▶ **Set task**:
Report each line in the listing below that contains the string "water", copying the whole line. Case counts.

-- START Extracted information --

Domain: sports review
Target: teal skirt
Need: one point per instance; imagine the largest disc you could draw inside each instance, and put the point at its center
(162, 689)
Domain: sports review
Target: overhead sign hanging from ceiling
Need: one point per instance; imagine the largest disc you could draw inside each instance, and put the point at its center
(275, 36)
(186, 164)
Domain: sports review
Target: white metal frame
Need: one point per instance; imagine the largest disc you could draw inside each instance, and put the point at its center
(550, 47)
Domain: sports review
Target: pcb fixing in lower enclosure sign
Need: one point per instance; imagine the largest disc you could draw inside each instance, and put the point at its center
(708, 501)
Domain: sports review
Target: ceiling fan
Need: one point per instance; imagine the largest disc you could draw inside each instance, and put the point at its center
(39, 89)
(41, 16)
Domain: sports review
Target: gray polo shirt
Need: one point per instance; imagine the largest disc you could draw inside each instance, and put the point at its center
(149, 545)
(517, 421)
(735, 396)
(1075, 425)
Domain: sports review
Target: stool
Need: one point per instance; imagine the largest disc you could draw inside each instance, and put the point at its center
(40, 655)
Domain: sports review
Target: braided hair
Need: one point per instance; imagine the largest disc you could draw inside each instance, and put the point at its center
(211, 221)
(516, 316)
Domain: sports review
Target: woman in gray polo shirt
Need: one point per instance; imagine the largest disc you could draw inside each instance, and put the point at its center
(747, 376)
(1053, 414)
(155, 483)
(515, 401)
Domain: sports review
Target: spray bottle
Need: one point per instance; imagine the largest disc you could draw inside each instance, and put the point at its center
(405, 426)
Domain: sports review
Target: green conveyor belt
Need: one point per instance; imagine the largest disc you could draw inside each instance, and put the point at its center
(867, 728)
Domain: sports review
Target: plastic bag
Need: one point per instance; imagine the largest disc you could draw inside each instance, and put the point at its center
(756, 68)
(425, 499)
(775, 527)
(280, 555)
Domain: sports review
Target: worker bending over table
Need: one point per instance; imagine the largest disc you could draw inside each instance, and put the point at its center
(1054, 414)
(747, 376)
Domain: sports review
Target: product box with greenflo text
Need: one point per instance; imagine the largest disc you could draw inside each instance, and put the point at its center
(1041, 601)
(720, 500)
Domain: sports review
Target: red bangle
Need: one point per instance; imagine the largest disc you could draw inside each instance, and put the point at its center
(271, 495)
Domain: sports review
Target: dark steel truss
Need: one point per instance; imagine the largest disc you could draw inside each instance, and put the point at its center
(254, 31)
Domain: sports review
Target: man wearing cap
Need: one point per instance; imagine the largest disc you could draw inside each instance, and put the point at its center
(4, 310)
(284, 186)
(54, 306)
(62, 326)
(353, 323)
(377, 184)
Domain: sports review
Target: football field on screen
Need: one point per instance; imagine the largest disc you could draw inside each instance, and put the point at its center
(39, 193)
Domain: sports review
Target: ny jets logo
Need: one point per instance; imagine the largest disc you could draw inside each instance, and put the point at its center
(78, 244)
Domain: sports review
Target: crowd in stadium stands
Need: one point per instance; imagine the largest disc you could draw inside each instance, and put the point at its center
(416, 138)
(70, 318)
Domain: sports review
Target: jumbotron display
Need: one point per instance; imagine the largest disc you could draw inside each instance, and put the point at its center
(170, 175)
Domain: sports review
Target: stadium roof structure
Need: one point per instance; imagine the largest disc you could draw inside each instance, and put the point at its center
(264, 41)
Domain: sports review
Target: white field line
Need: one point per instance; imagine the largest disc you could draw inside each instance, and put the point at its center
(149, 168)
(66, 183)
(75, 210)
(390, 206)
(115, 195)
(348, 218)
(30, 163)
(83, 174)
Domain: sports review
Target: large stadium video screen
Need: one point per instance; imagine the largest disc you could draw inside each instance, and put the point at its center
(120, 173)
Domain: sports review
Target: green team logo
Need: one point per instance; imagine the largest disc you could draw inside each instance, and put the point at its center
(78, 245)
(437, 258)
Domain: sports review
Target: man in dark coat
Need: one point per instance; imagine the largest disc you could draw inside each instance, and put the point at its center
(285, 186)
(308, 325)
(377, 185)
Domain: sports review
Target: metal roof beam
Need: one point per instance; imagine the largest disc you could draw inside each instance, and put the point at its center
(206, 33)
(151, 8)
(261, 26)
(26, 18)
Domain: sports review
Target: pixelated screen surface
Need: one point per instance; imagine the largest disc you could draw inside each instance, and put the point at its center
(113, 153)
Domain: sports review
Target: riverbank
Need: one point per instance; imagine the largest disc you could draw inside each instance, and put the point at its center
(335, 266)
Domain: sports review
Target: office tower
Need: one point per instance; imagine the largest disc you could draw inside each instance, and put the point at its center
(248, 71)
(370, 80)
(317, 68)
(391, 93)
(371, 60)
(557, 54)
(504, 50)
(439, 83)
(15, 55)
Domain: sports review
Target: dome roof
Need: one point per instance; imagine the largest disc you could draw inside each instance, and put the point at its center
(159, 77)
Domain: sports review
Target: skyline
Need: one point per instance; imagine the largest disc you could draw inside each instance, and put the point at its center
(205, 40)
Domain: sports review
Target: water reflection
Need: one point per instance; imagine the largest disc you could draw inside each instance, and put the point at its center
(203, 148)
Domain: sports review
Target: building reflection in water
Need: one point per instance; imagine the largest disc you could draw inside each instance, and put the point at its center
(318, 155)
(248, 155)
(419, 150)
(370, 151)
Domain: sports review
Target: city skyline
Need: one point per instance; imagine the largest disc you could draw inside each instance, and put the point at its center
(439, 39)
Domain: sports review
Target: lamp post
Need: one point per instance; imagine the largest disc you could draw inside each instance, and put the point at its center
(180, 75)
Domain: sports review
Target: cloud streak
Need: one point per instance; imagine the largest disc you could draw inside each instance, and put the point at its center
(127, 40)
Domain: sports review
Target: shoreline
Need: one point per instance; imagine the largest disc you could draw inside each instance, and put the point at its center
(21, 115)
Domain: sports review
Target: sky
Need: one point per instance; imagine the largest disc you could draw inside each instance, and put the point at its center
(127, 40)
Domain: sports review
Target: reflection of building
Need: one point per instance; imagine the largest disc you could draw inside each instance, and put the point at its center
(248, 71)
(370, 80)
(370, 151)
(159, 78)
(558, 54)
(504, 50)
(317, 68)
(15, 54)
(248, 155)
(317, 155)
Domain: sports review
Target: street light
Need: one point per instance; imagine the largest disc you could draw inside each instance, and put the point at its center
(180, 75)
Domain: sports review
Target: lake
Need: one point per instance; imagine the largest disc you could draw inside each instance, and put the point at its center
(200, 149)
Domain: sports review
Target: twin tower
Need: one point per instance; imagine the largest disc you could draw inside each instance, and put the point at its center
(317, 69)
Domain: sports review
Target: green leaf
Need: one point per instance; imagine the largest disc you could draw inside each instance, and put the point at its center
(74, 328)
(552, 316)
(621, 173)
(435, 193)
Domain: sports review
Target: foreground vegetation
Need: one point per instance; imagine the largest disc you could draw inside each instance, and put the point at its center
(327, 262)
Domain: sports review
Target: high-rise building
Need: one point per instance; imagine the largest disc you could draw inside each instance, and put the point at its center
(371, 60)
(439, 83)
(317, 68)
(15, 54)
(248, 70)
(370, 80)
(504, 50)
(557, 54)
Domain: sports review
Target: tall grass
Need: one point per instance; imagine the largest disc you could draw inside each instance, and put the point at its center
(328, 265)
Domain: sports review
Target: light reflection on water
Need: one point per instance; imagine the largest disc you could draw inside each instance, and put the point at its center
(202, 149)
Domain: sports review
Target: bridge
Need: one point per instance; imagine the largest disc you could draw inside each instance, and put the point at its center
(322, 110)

-- END Extracted information --

▶ **Task response**:
Target: water reflection
Target: building reflection in water
Target: light reflection on water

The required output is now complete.